* **Task**: Each record must be reproduced exactly as it is shown.

::::::::::

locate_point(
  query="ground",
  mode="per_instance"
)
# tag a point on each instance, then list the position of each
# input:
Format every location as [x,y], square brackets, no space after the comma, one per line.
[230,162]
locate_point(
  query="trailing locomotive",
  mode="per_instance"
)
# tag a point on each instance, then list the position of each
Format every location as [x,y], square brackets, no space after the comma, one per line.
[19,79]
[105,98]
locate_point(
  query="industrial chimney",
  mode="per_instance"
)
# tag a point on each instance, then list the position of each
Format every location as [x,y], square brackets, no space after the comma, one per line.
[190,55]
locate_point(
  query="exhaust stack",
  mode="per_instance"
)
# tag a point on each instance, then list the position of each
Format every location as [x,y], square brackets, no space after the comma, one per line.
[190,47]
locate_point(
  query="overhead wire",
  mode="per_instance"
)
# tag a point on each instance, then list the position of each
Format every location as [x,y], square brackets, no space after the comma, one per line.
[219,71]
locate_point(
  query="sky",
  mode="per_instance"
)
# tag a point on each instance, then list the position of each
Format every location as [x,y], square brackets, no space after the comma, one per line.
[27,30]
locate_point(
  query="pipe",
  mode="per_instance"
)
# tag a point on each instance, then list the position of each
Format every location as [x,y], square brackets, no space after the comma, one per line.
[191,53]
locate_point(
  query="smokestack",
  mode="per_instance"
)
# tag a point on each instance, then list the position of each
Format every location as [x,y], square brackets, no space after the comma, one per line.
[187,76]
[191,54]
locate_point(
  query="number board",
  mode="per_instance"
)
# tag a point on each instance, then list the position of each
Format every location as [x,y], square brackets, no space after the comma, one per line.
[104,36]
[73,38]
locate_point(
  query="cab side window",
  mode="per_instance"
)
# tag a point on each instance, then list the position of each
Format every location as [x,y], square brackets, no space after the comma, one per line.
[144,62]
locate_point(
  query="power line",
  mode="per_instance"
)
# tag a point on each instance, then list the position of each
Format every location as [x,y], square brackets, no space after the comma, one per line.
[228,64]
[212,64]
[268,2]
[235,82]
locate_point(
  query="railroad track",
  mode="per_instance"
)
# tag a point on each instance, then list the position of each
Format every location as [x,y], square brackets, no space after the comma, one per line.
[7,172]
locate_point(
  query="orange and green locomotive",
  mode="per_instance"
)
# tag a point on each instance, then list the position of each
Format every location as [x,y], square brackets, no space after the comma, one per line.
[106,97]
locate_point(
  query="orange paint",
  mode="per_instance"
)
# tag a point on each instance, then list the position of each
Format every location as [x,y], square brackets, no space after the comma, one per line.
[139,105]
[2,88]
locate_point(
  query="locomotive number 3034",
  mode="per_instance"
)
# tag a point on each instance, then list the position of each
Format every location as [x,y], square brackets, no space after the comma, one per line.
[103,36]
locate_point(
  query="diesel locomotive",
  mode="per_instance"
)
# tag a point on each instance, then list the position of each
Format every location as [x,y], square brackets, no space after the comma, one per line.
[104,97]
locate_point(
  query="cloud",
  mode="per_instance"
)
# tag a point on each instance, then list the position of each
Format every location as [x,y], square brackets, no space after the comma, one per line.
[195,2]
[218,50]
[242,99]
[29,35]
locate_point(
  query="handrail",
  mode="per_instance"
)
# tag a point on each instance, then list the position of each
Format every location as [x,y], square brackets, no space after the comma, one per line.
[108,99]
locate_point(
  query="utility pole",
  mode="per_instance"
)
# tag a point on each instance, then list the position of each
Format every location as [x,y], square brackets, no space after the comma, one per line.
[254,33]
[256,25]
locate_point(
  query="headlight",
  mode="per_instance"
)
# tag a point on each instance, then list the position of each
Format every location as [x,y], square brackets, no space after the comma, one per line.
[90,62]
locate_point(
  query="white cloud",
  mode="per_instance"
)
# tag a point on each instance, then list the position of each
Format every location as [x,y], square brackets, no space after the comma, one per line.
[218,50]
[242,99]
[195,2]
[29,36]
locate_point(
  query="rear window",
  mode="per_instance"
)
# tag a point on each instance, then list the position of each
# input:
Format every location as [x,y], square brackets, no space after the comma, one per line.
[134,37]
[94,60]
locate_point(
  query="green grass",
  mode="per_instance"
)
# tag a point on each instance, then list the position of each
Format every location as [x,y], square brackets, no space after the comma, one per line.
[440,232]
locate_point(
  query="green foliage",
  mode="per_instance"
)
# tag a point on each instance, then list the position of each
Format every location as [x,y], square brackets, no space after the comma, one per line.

::::::::::

* **Task output**:
locate_point(
  query="ground",
  mode="per_instance"
)
# tag a point on each instance, then list the position of each
# input:
Format every location as [x,y], square brackets, no space after the comma, one per line.
[230,162]
locate_point(
  query="trailing locomotive",
  mode="per_instance"
)
# tag a point on each instance, then list the position of each
Format every location as [x,y], square brackets, no space after the comma, one per line.
[19,79]
[105,98]
locate_point(
  query="industrial chimney",
  mode="per_instance"
)
# tag a point on each instance, then list the position of each
Format every location as [x,y], square brackets, no space after the comma, one per line.
[190,55]
locate_point(
  query="exhaust stack",
  mode="per_instance"
)
# tag a point on each instance, then list the position of each
Format every location as [x,y], square brackets, no space after the comma, one per line.
[190,47]
locate_point(
  query="overhead wire",
  mode="per_instance"
)
# tag a point on each instance, then list the position of each
Format every location as [x,y], square brackets, no space after the comma, one per line.
[219,71]
locate_point(
  query="sky",
  mode="per_instance"
)
# tag a point on each instance, then list the position of each
Format every location as [x,y], square brackets, no space after the comma, one per line.
[27,30]
locate_point(
  query="pipe",
  mode="per_instance"
)
# tag a point on each instance, then list the position of each
Format every location as [x,y], square brackets, no space after the comma, one per line.
[191,53]
locate_point(
  query="smokestack",
  mode="per_instance"
)
# tag a point on each instance, then list the position of each
Format every location as [x,y], square brackets, no space after the comma, one per line.
[187,76]
[191,54]
locate_point(
  query="number board",
  mode="per_instance"
)
# tag a point on each instance, then list the position of each
Format every location as [x,y], square brackets, no space after the comma, one per line.
[104,36]
[73,38]
locate_point(
  query="cab side window",
  mode="per_instance"
)
# tag a point on each instance, then list the position of each
Format every location as [x,y], square brackets, no space after the comma, one per line.
[144,62]
locate_point(
  query="power line",
  mode="per_instance"
)
# tag a point on each instance, then list the position of each
Format every location as [x,y], square brackets, no space after the comma, one per line.
[228,64]
[212,64]
[268,2]
[235,82]
locate_point(
  query="railroad track",
  mode="per_instance"
)
# tag a point on each instance, then list the position of each
Format every location as [x,y], square brackets, no space after the comma, one per line.
[7,172]
locate_point(
  query="orange and green locomotive",
  mode="per_instance"
)
# tag a point on each instance, then list the position of each
Format every location as [x,y], square brackets, no space after the comma, one per line.
[106,97]
locate_point(
  query="orange paint",
  mode="per_instance"
)
# tag a point on each instance, then list the position of each
Format every location as [x,y], square brackets, no space after the comma, one per line.
[139,105]
[2,88]
locate_point(
  query="locomotive number 3034",
  mode="per_instance"
)
# tag a point on each instance, then list the position of each
Format every location as [x,y], square brackets, no space after the comma, one per line.
[103,36]
locate_point(
  query="diesel locomotive",
  mode="per_instance"
)
# tag a point on each instance, then list the position of each
Format every location as [x,y], square brackets, no space after the comma, one per line.
[104,97]
locate_point(
  query="cloud",
  mode="per_instance"
)
# tag a point on each instance, then list the position of each
Format every location as [x,y], square brackets, no space after the comma, one per line.
[195,2]
[218,50]
[242,99]
[29,35]
locate_point(
  query="handrail",
  mode="per_instance"
)
# tag a point on each instance, then list the position of each
Format every location as [x,y], square brackets, no space after the comma, one per line.
[108,99]
locate_point(
  query="utility pole",
  mode="per_instance"
)
# tag a point on each instance, then list the position of each
Format every location as [x,y], square brackets, no space after the comma, one per line.
[254,33]
[256,25]
locate_point(
  query="headlight",
  mode="per_instance"
)
# tag a point on each instance, then list the position of each
Format every location as [x,y], square brackets, no space after the comma, one per line.
[90,62]
locate_point(
  query="white cloud",
  mode="per_instance"
)
# tag a point on each instance, then list the position of each
Format every location as [x,y], square brackets, no space after the comma, one per line.
[218,50]
[242,99]
[195,2]
[29,36]
locate_point(
  query="rear window",
  mode="per_instance"
)
# tag a point on each instance, then list the position of each
# input:
Format every location as [x,y], square brackets, no space after the comma, one per line.
[134,37]
[94,60]
locate_point(
  query="green grass",
  mode="per_instance"
)
# tag a point on each instance, then list the position of each
Format every location as [x,y], square brackets, no space after the comma, one per line.
[440,232]
locate_point(
  query="green foliage",
  mode="per_instance"
)
# tag a point on each instance, then list the position of each
Format every location as [x,y], square brackets, no space after the comma, one per line.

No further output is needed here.